• **TEXT SHOWN**
The Wenchuan earthquake also raised public awareness of the importance of psychological recovery after major catastrophes.

Before the trip to Beichuan, Zhou and his colleagues had never thought psychological assistance was of much importance. In this year's earthquake, Zhou's team included five psychologists, who worked with local residents from the beginning.

When Baoxing county's students resumed classes after the recent earthquake, they received counseling from professionals and local teachers, says Zhu Shenyue, an official from the county's education department.

"We see the importance of timely psychological guidance," Zhu says, adding that students' mental health will be closely observed for a while.

Sichuan province sits atop an area highly vulnerable to earthquakes, so it's necessary to make the psychological counseling work regular, he adds.

Zhu admits that five years ago, they had focused on students' studies. But psychological problems emerged when the students returned to school.

"Some were frightened or traumatized and couldn't focus on their studies," he recalls.

• **DATA PROVIDED**
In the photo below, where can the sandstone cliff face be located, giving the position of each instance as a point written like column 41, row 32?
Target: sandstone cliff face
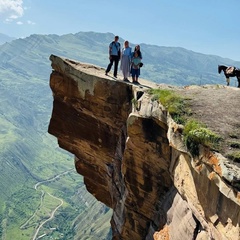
column 133, row 160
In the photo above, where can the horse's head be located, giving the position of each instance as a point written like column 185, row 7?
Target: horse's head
column 221, row 68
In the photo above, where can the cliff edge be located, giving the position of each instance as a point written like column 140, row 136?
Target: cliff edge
column 132, row 157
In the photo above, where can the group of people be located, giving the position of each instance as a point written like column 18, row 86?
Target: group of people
column 130, row 60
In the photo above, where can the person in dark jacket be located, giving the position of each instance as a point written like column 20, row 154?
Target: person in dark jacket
column 114, row 56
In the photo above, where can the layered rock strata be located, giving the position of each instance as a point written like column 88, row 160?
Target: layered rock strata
column 132, row 158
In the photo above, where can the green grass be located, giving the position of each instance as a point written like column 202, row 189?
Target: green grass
column 196, row 133
column 235, row 156
column 175, row 104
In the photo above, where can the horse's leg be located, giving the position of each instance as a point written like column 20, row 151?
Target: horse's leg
column 238, row 78
column 228, row 81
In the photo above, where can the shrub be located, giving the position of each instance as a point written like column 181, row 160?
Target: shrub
column 196, row 133
column 175, row 104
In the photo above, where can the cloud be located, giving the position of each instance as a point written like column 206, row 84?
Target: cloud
column 11, row 9
column 30, row 22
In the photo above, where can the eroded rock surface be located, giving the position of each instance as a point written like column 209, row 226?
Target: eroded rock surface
column 132, row 157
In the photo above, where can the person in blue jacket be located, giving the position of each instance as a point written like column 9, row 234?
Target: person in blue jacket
column 114, row 56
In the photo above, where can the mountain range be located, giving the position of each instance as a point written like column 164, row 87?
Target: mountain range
column 28, row 152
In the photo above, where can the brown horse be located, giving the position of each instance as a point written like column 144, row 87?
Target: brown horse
column 230, row 72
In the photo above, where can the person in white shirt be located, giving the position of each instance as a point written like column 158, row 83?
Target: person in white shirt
column 126, row 60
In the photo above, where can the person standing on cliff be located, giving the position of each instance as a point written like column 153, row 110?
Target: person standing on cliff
column 114, row 56
column 126, row 56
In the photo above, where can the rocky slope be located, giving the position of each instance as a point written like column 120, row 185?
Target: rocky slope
column 132, row 157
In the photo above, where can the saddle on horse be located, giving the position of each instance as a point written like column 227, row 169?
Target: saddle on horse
column 230, row 70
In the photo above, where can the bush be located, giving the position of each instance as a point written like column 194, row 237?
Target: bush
column 175, row 104
column 196, row 133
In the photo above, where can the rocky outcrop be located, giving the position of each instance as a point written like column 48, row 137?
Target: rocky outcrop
column 132, row 157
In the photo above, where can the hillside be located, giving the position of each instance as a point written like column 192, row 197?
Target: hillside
column 28, row 152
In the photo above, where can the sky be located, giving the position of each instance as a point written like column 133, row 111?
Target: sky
column 204, row 26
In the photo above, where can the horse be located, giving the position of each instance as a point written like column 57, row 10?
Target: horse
column 230, row 72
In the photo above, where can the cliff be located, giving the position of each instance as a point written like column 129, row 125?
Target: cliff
column 133, row 159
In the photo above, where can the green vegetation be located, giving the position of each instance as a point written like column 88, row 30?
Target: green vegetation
column 195, row 133
column 175, row 104
column 235, row 156
column 29, row 154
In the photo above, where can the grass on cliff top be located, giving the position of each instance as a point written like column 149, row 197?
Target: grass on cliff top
column 195, row 133
column 175, row 104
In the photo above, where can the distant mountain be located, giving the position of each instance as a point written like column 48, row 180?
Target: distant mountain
column 4, row 38
column 28, row 152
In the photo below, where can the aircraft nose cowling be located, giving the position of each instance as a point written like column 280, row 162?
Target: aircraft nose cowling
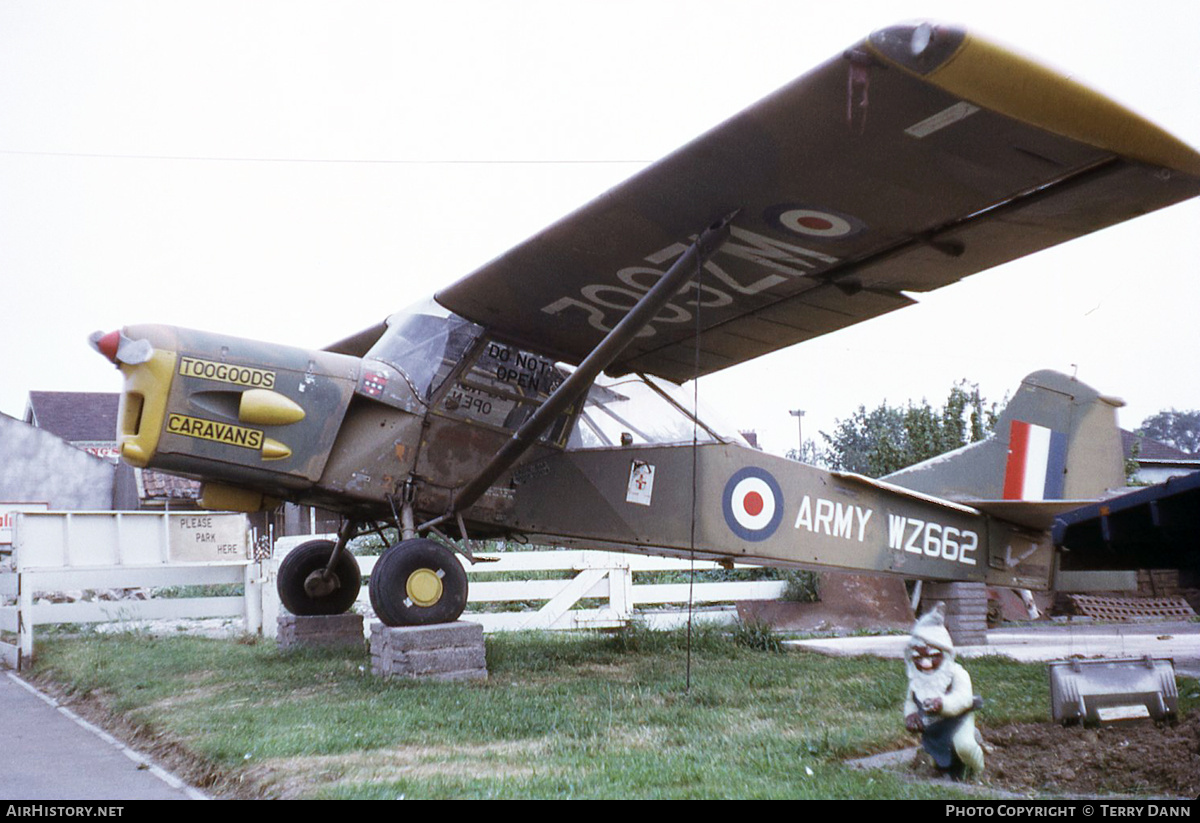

• **PARTS OF THE EXERCISE**
(A) Answer these questions about the earthquake counseling text:
(i) How many psychologists were on Zhou's team in this year's earthquake?
(ii) Which county's education department does Zhu Shenyue work for?
(iii) According to Zhu, what had they focused on five years ago?
(B) Transcribe the records word for word, beginning at the first line of the records and stopping after the line that contains "column 221, row 68". Leave the pictures out.
The text and the records have nothing to do with each other.

• **WORKED ANSWERS**
(A)
(i) Five
(ii) Baoxing county
(iii) Students' studies

(B)
In the photo below, where can the sandstone cliff face be located, giving the position of each instance as a point written like column 41, row 32?
Target: sandstone cliff face
column 133, row 160
In the photo above, where can the horse's head be located, giving the position of each instance as a point written like column 185, row 7?
Target: horse's head
column 221, row 68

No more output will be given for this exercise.